杭电OJ第4245题 A Famous Music Composer

　　杭电OJ第4245题，A Famous Music Composer（题目链接）。

A Famous Music Composer

Problem Description
Mr. B is a famous music composer. One of his most famous work was his set of preludes. These 24 pieces span the 24 musical keys (there are musically distinct 12 scale notes, and each may use major or minor tonality). The 12 distinct scale notes are:

A

A#=Bb

B

C

C#=Db

D

D#=Eb

E

F

F#=Gb

G

G#=Ab

Five of the notes have two alternate names, as is indicated above with equals sign. Thus, there are 17 possible names of scale notes, but only 12 musically distinct notes. When using one of these as the keynote for a musical key, we can further distinguish between major and minor tonalities. This gives 34 possible keys, of which 24 are musically distinct.

数据集节选
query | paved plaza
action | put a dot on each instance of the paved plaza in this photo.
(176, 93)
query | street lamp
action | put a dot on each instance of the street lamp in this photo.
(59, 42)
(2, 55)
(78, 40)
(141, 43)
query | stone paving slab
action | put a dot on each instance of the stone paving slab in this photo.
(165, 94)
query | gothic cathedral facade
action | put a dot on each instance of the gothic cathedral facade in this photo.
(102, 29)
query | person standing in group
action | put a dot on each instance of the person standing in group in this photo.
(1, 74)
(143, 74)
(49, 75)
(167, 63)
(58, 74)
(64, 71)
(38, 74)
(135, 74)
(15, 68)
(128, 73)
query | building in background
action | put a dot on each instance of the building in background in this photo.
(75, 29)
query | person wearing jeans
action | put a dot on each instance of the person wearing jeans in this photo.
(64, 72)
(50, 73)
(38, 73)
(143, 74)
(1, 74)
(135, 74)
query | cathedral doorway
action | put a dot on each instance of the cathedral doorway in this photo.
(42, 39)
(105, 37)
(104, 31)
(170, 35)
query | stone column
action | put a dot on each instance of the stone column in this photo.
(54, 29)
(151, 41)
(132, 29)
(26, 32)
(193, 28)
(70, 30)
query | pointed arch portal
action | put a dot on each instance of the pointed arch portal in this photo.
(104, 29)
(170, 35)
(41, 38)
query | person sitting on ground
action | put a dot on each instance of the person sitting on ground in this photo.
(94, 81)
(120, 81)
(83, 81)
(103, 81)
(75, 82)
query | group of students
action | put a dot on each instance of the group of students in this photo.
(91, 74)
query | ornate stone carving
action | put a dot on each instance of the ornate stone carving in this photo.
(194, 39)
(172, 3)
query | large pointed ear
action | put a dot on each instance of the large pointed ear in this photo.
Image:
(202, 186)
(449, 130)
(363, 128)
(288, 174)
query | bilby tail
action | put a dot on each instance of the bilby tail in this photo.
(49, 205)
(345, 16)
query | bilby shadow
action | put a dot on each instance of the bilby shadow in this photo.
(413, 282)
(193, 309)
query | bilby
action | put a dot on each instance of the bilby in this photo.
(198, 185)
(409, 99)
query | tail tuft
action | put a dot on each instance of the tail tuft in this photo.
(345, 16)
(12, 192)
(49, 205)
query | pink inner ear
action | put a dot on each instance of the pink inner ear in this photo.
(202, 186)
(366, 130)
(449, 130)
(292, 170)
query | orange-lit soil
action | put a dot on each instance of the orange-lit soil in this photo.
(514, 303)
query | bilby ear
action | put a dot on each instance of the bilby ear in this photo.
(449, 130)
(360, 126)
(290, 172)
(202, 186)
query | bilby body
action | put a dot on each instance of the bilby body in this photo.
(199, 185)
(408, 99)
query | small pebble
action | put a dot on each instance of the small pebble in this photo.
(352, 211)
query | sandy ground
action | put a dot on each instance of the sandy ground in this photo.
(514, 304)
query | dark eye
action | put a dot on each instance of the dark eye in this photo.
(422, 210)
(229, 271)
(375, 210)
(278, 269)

▶ [练习题目]
**1.** 根据杭电OJ这道题的介绍，回答下面几个问题：
(a) 这道题是杭电OJ的第几题？
(b) Mr. B 的那套前奏曲一共有几首？
(c) 音名一共有多少个可能的叫法？
**2.** 把记录里从含有“query | sandy ground”的那一行起，到记录最后一行为止，一字不差地照抄下来，首尾两行都要算上。

▶ [参考答案]
**1.**
(a) 第4245题。
(b) 24首。
(c) 17个。

**2.**
query | sandy ground
action | put a dot on each instance of the sandy ground in this photo.
(514, 304)
query | dark eye
action | put a dot on each instance of the dark eye in this photo.
(422, 210)
(229, 271)
(375, 210)
(278, 269)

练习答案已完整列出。